- [Try it]: From the data below, return the exact lines starting at the line containing "of the leafy" and ending at the line containing "of the wooden", both included, and nothing else.

- [Data records]:
+ + + + +

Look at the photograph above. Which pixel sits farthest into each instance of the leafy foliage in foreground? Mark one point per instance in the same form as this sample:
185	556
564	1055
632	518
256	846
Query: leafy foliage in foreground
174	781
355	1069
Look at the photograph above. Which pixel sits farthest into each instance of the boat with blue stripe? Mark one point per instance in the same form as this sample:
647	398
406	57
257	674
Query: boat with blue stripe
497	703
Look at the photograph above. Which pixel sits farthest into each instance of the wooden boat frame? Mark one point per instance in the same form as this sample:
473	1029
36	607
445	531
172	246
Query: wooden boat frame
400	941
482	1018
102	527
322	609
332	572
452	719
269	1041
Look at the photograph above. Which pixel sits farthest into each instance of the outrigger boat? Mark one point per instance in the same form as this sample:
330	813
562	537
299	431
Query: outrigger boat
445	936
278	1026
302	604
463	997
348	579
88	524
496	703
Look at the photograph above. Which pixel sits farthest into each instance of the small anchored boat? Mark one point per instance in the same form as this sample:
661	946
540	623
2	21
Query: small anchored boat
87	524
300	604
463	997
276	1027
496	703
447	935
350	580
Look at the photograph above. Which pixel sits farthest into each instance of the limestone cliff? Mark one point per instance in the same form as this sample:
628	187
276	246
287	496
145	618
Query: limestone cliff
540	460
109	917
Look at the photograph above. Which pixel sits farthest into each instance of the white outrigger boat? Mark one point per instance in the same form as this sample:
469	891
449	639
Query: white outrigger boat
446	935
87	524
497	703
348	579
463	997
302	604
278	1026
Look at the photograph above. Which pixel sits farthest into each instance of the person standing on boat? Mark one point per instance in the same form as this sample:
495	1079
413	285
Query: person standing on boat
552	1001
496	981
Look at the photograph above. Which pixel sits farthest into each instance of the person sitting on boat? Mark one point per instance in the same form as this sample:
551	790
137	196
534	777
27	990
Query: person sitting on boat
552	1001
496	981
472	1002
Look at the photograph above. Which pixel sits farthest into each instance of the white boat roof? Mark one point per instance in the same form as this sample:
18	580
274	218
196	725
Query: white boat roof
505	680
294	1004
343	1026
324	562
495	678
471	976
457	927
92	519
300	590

+ + + + +

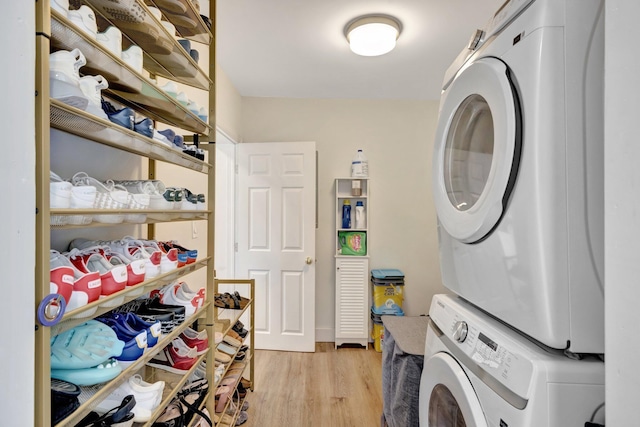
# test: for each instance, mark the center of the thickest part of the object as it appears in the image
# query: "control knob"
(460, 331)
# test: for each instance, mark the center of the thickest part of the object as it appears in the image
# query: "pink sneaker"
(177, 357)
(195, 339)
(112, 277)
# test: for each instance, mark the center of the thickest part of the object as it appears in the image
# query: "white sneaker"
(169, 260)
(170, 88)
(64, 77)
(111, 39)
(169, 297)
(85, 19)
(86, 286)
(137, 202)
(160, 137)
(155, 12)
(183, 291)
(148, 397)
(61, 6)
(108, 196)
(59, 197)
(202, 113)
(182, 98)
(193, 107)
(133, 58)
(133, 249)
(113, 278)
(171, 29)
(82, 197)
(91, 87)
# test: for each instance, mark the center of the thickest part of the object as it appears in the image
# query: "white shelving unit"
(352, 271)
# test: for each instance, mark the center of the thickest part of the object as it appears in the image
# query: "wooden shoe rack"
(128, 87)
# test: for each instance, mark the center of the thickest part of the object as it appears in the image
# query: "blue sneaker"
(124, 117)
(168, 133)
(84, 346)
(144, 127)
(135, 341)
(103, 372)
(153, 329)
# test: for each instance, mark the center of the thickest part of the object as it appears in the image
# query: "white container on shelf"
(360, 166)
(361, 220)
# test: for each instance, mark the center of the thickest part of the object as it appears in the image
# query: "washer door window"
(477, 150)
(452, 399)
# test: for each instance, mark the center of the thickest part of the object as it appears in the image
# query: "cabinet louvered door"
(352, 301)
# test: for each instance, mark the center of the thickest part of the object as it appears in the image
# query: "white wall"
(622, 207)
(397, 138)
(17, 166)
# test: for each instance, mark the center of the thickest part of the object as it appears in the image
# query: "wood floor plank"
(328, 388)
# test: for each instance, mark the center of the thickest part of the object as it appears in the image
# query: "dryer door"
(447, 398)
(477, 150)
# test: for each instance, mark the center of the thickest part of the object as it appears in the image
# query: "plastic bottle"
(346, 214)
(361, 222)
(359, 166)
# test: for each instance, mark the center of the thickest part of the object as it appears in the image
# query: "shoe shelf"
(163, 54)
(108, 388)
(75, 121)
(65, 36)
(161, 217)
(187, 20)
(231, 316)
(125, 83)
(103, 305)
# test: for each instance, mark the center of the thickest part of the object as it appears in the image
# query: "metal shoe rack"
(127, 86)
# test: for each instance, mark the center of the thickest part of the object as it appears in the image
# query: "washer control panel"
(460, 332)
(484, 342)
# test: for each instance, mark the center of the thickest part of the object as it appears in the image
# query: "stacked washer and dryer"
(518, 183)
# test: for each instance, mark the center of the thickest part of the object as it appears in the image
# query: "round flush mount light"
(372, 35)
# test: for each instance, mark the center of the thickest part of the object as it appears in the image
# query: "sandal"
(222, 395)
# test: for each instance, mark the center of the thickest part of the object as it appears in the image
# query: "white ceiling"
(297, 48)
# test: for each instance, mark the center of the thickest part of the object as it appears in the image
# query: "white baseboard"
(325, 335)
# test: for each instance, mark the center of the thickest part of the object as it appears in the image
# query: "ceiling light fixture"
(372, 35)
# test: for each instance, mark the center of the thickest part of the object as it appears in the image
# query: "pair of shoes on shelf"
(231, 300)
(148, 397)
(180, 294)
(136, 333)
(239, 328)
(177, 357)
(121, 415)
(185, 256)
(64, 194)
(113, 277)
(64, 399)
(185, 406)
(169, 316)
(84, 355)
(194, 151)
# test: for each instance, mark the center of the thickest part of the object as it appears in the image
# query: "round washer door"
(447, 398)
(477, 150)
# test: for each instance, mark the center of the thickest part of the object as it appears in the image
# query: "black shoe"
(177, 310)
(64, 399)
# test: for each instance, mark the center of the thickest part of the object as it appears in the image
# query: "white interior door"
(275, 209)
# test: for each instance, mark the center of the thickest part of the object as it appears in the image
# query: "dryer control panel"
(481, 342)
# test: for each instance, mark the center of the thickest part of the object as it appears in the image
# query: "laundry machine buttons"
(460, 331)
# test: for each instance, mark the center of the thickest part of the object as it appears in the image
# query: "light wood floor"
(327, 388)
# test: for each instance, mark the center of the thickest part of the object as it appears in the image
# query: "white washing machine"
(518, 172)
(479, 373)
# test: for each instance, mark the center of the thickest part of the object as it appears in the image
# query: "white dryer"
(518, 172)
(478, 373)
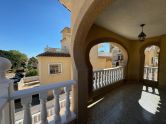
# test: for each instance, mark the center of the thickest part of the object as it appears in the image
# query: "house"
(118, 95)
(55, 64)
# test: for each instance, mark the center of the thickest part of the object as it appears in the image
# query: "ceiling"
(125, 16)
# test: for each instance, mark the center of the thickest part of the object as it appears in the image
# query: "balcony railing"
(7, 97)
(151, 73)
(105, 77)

+ + + + +

- [Result for this task]:
Look at the photograph above. Which pixel sits farthest into each instance of the leafy foliage in foreground? Mark one point per instance in the same form as this sample:
185	556
564	1055
632	518
256	846
Query: leafy foliage in foreground
174	781
355	1069
Look at the photograph above. Which pixel sits farthest into each instance of the boat with blue stripe? Mark one point per instance in the same form as this sample:
647	398
406	57
257	674
Query: boat with blue stripe
497	703
Look at the photograph above. Which pixel sits farthest into each instance of the wooden boat frame? Mark one point per instance in the same form as this sample:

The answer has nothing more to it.